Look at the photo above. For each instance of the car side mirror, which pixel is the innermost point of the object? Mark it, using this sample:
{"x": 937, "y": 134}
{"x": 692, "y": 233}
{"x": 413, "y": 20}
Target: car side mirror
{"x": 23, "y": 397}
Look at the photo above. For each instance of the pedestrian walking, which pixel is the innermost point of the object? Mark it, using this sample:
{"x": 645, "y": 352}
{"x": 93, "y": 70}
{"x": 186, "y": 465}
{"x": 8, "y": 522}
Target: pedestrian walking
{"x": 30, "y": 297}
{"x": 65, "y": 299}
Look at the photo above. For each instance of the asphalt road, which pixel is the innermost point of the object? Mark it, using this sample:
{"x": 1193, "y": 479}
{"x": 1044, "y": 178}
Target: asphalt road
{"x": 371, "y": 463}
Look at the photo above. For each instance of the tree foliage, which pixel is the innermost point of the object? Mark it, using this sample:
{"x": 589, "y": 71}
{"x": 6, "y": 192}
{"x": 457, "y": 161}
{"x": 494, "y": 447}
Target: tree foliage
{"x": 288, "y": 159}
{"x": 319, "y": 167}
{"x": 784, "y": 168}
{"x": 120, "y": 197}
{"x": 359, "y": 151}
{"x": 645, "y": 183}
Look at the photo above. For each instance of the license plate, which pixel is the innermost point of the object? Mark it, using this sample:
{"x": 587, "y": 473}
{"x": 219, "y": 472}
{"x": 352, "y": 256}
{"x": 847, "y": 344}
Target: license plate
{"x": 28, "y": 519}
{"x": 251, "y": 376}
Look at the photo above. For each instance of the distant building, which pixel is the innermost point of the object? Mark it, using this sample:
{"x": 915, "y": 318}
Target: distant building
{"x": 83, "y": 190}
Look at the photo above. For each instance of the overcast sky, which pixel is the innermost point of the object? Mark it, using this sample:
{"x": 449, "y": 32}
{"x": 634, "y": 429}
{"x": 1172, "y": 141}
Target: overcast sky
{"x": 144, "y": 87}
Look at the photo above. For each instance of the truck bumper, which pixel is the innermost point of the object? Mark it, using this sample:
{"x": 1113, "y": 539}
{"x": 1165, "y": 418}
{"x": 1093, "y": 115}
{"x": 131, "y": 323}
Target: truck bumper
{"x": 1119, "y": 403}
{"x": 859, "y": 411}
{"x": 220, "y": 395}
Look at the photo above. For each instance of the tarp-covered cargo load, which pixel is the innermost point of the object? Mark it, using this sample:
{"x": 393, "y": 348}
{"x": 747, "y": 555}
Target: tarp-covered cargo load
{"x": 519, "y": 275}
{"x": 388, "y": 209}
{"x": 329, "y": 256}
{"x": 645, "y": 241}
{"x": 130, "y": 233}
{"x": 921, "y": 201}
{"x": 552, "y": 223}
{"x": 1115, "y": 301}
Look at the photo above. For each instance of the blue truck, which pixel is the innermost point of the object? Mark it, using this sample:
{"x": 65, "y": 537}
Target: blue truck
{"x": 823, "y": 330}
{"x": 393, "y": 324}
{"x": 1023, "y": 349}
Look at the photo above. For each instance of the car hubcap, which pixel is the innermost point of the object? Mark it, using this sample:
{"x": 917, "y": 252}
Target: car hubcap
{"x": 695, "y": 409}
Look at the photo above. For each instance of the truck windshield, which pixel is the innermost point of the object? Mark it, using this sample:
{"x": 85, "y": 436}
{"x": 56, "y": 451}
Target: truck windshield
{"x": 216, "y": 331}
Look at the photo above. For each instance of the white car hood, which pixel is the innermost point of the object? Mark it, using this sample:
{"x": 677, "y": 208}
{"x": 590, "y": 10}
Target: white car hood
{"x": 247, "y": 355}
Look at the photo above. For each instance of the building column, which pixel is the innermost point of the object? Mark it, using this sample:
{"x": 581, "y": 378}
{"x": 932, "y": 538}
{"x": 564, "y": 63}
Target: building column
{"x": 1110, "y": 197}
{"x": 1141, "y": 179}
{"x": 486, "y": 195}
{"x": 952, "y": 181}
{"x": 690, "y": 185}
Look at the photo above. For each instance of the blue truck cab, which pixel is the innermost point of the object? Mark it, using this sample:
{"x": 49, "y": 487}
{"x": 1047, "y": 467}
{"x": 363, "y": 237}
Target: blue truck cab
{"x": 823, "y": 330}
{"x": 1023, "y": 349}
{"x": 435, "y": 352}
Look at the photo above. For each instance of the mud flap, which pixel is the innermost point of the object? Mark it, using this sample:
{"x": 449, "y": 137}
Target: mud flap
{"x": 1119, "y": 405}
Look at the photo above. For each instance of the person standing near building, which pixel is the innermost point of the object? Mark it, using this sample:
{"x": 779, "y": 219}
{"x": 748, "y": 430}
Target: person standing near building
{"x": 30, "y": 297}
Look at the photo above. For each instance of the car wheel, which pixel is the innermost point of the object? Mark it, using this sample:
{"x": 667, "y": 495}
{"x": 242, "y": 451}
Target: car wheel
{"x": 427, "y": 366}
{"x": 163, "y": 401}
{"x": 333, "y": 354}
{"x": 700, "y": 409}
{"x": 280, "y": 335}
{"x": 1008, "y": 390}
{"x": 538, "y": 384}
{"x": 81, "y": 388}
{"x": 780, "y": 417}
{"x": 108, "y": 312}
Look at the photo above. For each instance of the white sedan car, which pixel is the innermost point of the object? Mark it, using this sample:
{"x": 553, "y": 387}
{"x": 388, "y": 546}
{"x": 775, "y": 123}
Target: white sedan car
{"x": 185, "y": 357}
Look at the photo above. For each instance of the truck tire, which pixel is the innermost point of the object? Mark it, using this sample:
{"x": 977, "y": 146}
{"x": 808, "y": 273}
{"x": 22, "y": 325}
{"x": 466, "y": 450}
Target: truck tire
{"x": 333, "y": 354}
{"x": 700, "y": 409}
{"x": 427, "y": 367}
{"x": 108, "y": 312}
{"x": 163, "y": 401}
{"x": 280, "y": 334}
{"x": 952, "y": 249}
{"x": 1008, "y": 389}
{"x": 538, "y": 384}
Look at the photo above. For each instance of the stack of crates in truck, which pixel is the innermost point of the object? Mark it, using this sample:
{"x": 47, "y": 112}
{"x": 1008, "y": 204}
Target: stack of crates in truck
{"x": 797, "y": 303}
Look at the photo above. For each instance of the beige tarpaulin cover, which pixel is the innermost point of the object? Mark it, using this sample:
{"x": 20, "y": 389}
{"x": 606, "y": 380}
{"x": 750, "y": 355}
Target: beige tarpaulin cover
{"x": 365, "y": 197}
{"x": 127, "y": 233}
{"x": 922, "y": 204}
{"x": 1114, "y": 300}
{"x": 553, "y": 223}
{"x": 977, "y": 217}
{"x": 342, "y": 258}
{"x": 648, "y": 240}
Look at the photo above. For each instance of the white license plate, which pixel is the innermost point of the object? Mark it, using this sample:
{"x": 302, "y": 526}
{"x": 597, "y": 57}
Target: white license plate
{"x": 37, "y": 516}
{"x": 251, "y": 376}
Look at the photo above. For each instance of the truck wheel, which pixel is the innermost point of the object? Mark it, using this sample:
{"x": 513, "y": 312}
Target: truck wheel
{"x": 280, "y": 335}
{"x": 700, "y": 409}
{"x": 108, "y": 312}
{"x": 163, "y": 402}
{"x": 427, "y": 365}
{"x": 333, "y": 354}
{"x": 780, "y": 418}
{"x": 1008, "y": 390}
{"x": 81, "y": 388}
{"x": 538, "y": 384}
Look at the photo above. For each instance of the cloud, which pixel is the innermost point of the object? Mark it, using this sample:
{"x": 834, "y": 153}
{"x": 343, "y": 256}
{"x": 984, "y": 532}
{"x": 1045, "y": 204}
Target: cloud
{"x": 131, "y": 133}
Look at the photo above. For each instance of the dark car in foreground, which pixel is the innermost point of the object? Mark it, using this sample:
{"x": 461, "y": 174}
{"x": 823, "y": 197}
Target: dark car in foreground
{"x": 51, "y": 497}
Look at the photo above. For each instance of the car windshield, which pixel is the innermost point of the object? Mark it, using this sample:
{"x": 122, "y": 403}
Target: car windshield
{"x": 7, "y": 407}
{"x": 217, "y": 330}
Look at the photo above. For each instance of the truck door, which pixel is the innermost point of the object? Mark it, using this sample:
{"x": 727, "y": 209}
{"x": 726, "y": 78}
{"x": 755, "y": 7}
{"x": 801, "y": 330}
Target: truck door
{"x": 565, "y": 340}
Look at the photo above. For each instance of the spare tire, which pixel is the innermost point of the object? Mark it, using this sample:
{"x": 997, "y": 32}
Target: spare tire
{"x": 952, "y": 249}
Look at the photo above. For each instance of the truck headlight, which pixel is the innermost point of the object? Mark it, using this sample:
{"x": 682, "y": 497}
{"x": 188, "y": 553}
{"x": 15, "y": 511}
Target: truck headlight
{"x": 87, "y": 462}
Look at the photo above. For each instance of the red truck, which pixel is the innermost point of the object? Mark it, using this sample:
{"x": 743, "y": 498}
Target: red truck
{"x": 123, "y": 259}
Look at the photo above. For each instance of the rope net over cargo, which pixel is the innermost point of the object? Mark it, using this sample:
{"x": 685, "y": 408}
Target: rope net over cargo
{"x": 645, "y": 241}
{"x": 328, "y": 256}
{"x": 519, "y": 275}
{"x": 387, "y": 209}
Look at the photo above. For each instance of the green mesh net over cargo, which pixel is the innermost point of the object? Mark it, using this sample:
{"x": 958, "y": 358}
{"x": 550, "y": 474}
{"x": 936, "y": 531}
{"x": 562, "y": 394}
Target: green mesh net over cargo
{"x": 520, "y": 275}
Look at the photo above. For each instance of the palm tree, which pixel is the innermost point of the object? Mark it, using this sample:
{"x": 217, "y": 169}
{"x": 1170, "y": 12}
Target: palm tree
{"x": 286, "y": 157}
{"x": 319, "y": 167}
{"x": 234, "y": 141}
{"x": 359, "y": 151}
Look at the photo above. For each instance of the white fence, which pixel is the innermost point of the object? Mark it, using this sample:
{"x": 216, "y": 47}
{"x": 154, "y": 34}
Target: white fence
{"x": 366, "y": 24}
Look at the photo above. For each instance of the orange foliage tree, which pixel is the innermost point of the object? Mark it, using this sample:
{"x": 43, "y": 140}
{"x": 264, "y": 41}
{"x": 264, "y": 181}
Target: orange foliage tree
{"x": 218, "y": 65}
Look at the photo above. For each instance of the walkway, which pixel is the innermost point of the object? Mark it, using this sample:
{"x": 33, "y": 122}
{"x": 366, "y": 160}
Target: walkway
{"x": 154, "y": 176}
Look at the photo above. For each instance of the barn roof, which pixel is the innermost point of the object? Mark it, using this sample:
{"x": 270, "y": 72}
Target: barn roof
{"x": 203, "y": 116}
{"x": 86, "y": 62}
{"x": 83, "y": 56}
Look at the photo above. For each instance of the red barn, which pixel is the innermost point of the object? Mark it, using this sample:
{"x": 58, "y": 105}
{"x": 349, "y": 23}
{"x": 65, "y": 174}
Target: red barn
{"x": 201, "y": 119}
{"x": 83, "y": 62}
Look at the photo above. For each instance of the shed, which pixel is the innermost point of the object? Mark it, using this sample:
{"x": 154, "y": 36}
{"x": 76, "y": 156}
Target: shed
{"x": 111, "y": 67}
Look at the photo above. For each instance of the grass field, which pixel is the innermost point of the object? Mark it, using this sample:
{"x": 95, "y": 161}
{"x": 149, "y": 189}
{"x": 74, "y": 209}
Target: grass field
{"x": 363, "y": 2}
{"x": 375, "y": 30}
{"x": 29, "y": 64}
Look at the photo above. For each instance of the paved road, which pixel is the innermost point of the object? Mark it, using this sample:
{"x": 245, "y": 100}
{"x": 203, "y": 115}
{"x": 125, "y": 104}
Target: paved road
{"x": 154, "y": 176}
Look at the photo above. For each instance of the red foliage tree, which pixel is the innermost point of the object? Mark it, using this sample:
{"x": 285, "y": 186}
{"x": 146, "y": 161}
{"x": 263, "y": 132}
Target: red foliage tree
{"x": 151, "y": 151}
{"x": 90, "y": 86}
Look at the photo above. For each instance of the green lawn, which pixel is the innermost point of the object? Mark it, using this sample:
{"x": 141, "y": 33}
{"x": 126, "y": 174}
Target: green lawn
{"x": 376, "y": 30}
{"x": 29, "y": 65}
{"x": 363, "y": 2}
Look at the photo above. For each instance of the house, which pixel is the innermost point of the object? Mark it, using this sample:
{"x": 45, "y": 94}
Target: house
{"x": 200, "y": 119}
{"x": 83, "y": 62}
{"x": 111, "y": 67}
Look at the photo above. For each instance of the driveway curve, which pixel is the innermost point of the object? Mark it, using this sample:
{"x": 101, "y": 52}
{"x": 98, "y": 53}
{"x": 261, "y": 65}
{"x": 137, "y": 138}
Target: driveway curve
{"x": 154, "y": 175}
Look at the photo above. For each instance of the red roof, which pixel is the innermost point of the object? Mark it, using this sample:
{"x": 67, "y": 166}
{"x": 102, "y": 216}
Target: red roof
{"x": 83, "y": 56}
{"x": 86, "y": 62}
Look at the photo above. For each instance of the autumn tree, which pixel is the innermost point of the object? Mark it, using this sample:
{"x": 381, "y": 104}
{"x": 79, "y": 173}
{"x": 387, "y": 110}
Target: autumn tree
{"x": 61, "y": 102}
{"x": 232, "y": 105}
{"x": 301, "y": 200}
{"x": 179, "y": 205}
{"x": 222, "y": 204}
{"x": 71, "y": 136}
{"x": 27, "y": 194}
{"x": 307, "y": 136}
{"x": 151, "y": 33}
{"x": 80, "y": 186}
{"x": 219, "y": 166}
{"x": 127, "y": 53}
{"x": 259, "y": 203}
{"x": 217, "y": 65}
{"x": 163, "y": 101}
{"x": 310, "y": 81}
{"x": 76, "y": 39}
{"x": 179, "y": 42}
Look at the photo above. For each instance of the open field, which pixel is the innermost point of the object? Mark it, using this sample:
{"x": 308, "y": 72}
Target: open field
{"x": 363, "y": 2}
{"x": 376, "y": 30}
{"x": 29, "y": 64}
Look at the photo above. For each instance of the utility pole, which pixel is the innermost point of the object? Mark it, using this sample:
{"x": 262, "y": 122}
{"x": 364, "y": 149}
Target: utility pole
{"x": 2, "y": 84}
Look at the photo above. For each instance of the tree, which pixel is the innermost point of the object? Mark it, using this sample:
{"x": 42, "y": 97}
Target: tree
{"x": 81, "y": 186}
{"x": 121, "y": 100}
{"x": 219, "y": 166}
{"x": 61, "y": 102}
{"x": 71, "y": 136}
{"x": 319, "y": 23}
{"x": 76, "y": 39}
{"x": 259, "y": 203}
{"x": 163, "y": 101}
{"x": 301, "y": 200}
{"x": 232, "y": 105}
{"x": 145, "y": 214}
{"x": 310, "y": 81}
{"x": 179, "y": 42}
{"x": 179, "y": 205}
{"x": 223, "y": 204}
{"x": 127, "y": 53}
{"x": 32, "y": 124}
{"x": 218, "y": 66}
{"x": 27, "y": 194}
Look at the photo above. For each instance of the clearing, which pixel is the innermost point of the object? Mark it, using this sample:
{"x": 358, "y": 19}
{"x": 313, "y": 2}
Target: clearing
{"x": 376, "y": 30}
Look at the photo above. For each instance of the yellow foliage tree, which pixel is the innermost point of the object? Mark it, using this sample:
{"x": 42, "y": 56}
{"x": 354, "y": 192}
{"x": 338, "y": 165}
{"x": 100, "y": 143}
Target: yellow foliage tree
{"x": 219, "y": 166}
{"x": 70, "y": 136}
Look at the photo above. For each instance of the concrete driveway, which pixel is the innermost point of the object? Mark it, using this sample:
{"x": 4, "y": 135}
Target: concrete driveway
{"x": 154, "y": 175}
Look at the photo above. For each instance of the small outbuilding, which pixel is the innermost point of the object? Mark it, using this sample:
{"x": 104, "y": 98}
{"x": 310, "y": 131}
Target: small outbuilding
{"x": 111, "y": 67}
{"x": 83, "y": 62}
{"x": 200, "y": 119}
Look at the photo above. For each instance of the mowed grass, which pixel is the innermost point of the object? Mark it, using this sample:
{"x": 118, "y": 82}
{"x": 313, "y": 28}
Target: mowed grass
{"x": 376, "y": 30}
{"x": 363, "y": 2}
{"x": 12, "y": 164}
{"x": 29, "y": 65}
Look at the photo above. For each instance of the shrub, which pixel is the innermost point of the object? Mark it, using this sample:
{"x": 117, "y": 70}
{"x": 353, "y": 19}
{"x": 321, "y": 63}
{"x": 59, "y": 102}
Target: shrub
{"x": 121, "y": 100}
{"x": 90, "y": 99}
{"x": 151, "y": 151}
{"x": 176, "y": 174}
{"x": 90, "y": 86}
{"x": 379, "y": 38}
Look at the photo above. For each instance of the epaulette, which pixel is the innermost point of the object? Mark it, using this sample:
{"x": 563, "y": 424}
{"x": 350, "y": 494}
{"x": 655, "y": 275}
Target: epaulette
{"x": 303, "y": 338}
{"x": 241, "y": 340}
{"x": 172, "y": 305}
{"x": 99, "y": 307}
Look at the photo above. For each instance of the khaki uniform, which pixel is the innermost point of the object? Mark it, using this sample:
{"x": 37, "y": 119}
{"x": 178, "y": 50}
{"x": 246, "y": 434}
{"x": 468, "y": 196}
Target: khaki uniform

--------------------

> [Task statement]:
From the "the epaulette, which" line to the close of the listing, restate each line word for word.

> [In response]:
Look at the photo above. For each instance of the epaulette, which pixel is the innermost point of the object? Mark it, using this sample:
{"x": 563, "y": 424}
{"x": 350, "y": 494}
{"x": 655, "y": 275}
Target: epaulette
{"x": 303, "y": 338}
{"x": 241, "y": 340}
{"x": 172, "y": 305}
{"x": 99, "y": 307}
Look at the photo above. For each instance of the khaki uniform, which pixel is the innermost point of the object? Mark it, using this sample:
{"x": 37, "y": 119}
{"x": 178, "y": 50}
{"x": 246, "y": 434}
{"x": 468, "y": 196}
Target: khaki uniform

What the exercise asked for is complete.